> [Task item]:
In the records below, the line with "Query: gray crocheted ornament cap" opens the range and the line with "Query: ribbed crochet band" closes it; print that range exactly and nothing else.

> [Dataset content]:
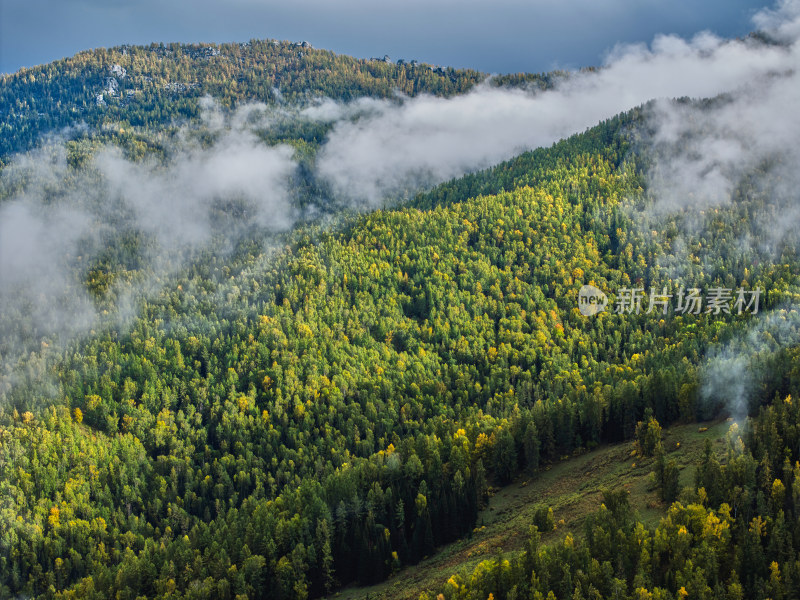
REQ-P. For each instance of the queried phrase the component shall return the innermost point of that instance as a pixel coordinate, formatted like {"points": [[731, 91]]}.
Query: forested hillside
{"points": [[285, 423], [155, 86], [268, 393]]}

==

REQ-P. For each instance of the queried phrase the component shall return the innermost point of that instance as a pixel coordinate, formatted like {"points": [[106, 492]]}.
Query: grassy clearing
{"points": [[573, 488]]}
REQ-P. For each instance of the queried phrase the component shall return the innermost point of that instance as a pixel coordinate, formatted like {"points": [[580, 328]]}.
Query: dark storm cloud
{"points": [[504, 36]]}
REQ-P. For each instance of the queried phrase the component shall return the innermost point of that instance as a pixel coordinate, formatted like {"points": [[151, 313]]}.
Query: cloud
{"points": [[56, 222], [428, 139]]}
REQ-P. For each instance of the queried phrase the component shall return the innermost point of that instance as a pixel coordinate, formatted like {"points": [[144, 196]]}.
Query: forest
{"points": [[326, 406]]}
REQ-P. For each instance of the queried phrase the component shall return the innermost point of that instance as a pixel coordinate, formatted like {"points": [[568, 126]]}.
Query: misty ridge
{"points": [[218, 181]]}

...

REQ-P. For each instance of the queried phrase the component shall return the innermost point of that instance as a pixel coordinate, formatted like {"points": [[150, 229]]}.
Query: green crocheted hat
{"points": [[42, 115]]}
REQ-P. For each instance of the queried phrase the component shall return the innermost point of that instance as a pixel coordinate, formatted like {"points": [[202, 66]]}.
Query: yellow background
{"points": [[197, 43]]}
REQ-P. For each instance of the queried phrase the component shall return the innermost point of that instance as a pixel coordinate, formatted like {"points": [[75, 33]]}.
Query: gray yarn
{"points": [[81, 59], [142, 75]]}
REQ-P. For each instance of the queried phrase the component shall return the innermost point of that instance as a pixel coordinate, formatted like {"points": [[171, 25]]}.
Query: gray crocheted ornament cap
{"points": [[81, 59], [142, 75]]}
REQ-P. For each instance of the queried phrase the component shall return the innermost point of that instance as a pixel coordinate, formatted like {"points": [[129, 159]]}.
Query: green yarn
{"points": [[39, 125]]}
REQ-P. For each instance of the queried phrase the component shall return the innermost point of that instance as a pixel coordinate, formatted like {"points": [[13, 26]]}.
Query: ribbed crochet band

> [Exercise response]:
Query: gray crocheted ornament cap
{"points": [[81, 59], [142, 75]]}
REQ-P. For each instance of the queried phrase the component shall return the innermost point of that instance as a pixel coordinate, formatted like {"points": [[129, 159]]}.
Query: green yarn
{"points": [[39, 125]]}
REQ-P. For each instance of the queried phrase the component shall return the innermost point of that instance as a pixel coordinate, formatted like {"points": [[13, 26]]}.
Query: ribbed crochet band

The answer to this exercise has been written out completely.